*Task description:* Take each line from the entries that holds "capital" and copy it out.

*Data listing:*
------------------------------------
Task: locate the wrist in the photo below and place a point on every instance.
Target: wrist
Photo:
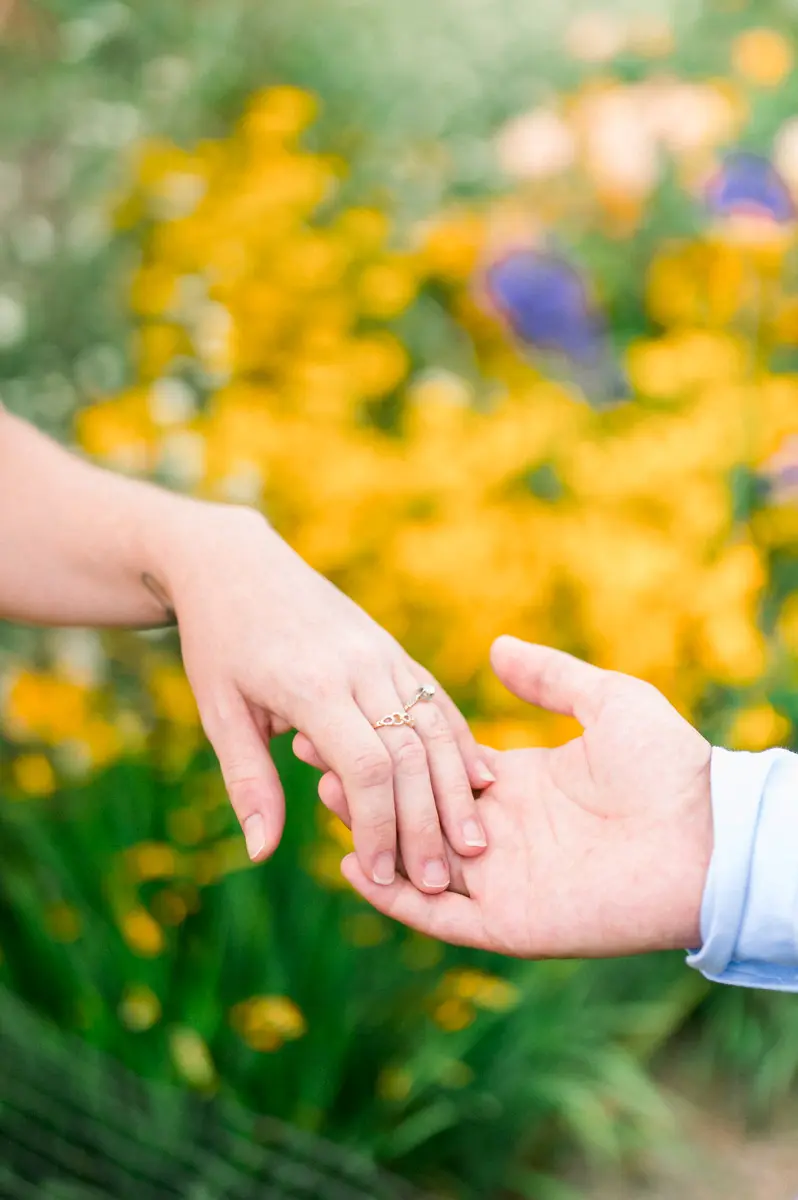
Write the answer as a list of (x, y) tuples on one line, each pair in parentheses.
[(186, 538), (694, 856)]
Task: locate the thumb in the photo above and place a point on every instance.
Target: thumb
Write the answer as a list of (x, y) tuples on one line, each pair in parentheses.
[(249, 772), (549, 678)]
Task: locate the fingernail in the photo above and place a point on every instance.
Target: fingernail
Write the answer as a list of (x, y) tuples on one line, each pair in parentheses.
[(384, 868), (484, 773), (473, 833), (255, 834), (436, 874)]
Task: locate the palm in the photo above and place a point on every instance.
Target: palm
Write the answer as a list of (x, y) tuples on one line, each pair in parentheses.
[(598, 847)]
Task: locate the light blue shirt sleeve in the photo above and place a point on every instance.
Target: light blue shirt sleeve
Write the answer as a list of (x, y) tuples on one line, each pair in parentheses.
[(749, 913)]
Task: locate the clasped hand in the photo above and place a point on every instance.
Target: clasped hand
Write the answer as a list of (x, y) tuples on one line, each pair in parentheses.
[(598, 847)]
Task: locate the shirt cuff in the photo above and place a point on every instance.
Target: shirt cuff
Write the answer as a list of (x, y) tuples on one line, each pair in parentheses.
[(749, 915)]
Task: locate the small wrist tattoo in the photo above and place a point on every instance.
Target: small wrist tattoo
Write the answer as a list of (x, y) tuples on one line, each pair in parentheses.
[(155, 589)]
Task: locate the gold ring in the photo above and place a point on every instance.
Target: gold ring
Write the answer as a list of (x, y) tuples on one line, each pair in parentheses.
[(426, 691), (402, 718)]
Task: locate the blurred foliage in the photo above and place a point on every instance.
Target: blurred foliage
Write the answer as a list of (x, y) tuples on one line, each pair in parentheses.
[(316, 329)]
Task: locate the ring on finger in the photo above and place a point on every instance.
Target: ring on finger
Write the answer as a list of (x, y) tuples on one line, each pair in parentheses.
[(426, 691)]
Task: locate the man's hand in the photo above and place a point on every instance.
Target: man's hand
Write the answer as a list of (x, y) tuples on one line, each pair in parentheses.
[(598, 847)]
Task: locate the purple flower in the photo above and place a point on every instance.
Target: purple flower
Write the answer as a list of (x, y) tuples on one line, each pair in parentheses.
[(749, 185), (545, 303)]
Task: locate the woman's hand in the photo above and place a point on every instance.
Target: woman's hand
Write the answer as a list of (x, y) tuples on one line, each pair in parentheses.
[(599, 847), (270, 645)]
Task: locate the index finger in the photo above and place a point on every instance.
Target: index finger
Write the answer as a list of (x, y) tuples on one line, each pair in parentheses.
[(357, 755)]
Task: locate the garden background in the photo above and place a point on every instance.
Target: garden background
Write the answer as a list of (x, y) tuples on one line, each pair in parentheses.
[(257, 252)]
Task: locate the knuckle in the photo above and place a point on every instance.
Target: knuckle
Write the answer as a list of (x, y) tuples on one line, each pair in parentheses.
[(372, 768), (426, 832), (436, 726), (379, 827), (411, 756)]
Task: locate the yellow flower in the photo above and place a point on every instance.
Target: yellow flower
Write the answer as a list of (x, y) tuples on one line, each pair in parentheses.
[(151, 861), (192, 1059), (119, 431), (142, 933), (169, 907), (279, 113), (33, 774), (763, 57), (484, 990), (454, 1014), (46, 707), (265, 1023), (139, 1008), (364, 229), (385, 288), (757, 729), (378, 364), (172, 695), (453, 245)]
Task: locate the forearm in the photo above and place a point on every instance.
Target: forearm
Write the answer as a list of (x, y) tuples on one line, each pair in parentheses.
[(78, 545)]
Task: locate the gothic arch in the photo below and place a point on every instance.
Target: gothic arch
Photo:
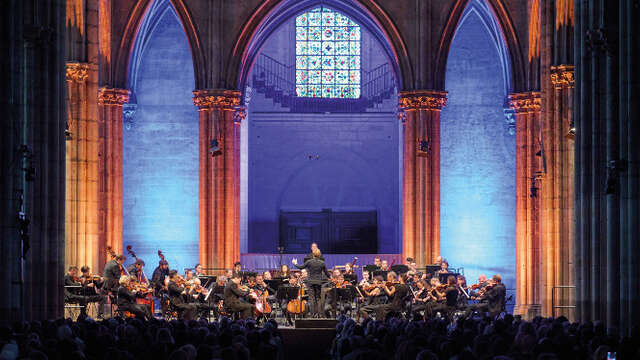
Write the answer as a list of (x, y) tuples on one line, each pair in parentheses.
[(507, 31), (272, 13), (126, 48)]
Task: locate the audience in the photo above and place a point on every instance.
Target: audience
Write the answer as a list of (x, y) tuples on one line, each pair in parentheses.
[(479, 338), (117, 339)]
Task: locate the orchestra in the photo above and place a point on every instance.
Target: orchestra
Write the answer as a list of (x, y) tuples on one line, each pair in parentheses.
[(310, 290)]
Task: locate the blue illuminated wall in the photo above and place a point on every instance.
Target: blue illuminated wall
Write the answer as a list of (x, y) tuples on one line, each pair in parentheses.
[(329, 159), (160, 205), (478, 154)]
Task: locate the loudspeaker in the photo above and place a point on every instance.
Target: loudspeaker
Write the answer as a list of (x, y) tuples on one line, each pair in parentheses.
[(315, 323)]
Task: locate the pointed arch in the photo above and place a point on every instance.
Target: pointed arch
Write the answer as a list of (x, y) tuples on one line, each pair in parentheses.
[(272, 13), (126, 48), (507, 32)]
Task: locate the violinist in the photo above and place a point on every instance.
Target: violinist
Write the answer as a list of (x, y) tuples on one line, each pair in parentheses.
[(450, 297), (476, 288), (75, 290), (237, 270), (160, 273), (318, 274), (136, 271), (127, 295), (94, 282), (422, 298), (177, 291), (492, 299), (112, 272), (198, 271), (233, 294)]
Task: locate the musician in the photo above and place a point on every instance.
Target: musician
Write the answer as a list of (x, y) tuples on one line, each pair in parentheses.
[(318, 274), (198, 270), (384, 265), (292, 283), (136, 271), (237, 270), (233, 294), (448, 300), (492, 300), (159, 275), (309, 256), (477, 287), (422, 299), (444, 267), (78, 292), (365, 279), (94, 282), (285, 272), (188, 275), (112, 272), (463, 294), (349, 275), (127, 299), (176, 293)]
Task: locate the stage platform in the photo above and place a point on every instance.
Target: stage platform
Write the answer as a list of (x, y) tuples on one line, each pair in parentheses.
[(263, 262), (309, 339)]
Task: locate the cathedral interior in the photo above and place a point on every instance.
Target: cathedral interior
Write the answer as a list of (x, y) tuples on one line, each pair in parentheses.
[(495, 133)]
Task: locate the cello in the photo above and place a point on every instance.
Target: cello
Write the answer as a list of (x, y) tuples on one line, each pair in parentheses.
[(297, 305)]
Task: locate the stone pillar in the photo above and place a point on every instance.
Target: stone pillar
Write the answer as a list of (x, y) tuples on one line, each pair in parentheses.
[(82, 196), (528, 176), (110, 103), (606, 163), (421, 173), (220, 117), (557, 193)]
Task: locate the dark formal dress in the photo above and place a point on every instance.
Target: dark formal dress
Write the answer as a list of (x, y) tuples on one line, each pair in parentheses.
[(318, 274), (127, 302), (234, 303), (111, 275), (186, 310)]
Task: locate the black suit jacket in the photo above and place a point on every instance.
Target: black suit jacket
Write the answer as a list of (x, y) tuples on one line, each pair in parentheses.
[(310, 256), (232, 295), (175, 293), (496, 298), (317, 271)]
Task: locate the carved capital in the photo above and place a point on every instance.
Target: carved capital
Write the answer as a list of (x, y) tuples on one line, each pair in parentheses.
[(77, 72), (216, 99), (422, 100), (111, 96), (239, 114), (562, 76), (525, 102)]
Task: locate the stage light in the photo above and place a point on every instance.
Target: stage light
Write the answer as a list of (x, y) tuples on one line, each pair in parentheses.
[(214, 148)]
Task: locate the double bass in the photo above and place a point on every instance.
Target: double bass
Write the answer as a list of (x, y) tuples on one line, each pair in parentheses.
[(148, 298)]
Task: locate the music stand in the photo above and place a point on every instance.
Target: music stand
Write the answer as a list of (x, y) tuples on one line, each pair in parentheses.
[(400, 269)]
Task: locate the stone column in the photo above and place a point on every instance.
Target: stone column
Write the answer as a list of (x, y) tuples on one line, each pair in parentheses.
[(528, 176), (421, 173), (220, 117), (82, 200), (110, 103), (558, 192)]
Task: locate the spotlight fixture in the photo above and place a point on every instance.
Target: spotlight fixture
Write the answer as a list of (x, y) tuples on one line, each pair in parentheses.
[(214, 148), (614, 168), (423, 147)]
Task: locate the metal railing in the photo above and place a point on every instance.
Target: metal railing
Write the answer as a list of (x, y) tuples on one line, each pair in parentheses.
[(553, 299)]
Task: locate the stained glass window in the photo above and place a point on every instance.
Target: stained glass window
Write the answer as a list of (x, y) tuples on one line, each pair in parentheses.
[(327, 55)]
------------------------------------
*Output below:*
Task: locate the carved capital in the photo above and place a point on every instance.
Target: carved capital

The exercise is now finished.